For the material that follows, work out how many lines hold the word "white" and answer only with the number.
********************
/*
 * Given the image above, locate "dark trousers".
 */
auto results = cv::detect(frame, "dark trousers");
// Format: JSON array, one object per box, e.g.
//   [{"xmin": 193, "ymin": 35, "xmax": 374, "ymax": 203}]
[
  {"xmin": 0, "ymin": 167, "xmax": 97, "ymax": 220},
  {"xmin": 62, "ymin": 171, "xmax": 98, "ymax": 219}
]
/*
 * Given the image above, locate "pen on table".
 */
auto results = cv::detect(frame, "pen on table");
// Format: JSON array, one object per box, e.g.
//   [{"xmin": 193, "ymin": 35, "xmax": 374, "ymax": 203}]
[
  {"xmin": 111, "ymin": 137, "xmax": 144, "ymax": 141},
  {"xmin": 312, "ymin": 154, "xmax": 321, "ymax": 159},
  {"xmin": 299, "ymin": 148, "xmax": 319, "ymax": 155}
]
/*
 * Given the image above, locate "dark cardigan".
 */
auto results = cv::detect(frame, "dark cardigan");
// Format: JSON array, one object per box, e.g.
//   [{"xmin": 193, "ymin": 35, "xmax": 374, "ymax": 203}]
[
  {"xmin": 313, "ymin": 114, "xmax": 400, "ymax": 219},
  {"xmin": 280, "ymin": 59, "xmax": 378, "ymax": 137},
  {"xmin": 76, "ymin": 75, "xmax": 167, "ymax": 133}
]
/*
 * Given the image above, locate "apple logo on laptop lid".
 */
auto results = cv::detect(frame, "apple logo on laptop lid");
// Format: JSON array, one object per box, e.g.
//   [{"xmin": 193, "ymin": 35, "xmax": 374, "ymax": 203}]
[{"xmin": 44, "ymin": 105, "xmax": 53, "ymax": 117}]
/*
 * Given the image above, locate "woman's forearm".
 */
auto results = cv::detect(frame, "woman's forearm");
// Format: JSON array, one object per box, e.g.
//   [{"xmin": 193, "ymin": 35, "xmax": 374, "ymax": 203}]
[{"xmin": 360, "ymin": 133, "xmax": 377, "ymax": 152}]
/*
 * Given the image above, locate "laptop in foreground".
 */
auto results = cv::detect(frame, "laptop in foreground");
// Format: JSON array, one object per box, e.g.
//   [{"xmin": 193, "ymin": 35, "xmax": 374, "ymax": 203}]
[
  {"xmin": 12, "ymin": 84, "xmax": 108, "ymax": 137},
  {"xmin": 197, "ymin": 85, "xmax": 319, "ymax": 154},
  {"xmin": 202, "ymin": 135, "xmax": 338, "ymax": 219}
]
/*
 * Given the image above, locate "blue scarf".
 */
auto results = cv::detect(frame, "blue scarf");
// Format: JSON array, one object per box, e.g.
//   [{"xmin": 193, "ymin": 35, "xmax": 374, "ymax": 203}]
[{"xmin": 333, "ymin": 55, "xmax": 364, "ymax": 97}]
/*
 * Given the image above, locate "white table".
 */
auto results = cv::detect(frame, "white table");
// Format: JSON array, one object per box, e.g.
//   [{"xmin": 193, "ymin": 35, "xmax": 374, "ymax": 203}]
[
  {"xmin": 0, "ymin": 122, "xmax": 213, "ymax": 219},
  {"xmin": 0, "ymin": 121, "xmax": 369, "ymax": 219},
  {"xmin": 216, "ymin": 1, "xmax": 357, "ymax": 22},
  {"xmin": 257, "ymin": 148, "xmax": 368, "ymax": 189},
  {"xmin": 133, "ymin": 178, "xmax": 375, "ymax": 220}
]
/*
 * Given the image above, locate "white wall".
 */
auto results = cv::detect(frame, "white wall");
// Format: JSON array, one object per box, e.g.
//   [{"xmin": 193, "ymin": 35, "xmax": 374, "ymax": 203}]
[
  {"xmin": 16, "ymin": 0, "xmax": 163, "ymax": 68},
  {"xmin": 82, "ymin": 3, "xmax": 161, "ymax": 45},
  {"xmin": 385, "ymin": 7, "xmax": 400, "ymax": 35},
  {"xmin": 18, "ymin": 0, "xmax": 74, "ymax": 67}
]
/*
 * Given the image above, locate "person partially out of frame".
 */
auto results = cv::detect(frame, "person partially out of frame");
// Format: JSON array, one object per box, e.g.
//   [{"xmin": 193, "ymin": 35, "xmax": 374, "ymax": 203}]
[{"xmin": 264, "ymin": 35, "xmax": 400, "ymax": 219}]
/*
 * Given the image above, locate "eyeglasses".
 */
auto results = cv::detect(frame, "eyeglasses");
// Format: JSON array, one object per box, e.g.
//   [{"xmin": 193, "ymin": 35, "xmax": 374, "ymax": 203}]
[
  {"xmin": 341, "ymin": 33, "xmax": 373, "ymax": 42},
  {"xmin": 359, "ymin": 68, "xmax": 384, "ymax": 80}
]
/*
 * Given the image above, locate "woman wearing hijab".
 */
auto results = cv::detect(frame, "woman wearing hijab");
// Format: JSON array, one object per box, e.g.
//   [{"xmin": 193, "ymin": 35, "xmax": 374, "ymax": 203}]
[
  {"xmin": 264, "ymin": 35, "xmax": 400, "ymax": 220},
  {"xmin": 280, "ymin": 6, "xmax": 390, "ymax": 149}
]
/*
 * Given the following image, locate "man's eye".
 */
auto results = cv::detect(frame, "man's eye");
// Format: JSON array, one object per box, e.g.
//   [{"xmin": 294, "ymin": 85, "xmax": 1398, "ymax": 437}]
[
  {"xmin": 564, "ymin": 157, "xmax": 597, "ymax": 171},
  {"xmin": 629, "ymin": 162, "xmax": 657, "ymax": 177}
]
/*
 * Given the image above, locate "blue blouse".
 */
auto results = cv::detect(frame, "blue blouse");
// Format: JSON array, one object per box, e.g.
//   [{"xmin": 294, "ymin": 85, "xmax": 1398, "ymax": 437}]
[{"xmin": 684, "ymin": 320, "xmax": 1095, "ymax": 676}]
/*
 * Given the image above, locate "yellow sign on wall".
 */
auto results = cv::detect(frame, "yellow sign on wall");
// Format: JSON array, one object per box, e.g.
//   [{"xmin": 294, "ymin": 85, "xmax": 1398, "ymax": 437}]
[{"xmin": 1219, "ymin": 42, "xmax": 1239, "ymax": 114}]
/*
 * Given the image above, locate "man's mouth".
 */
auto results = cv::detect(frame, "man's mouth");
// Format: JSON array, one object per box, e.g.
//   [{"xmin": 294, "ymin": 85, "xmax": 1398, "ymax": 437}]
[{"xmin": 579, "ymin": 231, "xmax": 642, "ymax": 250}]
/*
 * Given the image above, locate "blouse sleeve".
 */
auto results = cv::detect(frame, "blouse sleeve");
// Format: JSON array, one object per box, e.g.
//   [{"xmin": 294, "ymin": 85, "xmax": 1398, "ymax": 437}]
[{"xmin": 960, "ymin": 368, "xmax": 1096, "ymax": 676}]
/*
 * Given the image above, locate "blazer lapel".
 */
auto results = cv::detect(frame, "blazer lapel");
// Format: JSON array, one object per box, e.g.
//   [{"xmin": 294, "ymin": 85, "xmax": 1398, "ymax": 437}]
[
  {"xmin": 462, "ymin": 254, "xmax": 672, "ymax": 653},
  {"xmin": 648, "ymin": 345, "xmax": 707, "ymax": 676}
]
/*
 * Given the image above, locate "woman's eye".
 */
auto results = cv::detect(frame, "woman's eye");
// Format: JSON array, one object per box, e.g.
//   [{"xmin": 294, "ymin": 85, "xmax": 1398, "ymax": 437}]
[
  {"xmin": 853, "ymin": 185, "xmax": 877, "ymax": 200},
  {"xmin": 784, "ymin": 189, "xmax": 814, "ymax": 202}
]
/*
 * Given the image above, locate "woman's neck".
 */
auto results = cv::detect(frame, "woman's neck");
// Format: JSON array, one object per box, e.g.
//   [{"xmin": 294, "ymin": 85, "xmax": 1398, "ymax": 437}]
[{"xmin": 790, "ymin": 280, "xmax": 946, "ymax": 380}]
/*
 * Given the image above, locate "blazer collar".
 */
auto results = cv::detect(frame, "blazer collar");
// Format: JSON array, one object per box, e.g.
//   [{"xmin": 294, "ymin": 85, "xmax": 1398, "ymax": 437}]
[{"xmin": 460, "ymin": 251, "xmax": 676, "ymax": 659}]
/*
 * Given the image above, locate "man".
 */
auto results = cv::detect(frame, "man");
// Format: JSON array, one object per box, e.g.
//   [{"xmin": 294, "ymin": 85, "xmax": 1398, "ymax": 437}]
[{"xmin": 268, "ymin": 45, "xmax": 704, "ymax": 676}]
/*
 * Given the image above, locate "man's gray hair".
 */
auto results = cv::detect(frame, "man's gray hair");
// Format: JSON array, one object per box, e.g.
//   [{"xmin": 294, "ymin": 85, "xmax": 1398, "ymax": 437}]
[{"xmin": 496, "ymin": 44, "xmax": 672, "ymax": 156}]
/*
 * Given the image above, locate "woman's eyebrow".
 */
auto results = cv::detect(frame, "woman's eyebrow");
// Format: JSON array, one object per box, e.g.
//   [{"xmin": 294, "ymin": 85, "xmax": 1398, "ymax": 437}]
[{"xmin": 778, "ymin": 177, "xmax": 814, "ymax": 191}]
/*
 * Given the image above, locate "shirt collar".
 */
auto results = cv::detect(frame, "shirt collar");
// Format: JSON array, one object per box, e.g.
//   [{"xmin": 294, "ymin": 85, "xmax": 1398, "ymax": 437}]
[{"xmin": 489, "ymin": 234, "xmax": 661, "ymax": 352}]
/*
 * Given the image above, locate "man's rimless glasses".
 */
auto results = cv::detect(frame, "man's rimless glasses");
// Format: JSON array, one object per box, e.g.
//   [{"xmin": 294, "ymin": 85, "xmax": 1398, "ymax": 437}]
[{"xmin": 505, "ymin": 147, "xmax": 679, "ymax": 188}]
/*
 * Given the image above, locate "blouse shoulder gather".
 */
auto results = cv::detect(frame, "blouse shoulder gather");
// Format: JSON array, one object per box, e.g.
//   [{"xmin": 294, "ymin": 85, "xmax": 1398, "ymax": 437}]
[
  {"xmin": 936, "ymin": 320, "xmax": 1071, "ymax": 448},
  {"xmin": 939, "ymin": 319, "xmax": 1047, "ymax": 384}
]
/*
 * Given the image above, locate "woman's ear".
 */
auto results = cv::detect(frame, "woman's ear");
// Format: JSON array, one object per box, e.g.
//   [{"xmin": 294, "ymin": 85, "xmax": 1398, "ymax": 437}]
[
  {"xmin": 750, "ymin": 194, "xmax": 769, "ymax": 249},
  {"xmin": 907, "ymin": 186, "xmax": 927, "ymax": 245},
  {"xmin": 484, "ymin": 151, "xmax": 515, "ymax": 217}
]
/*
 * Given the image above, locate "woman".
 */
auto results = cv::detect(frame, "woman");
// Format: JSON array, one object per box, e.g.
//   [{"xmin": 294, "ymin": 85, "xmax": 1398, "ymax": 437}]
********************
ANSWER BOX
4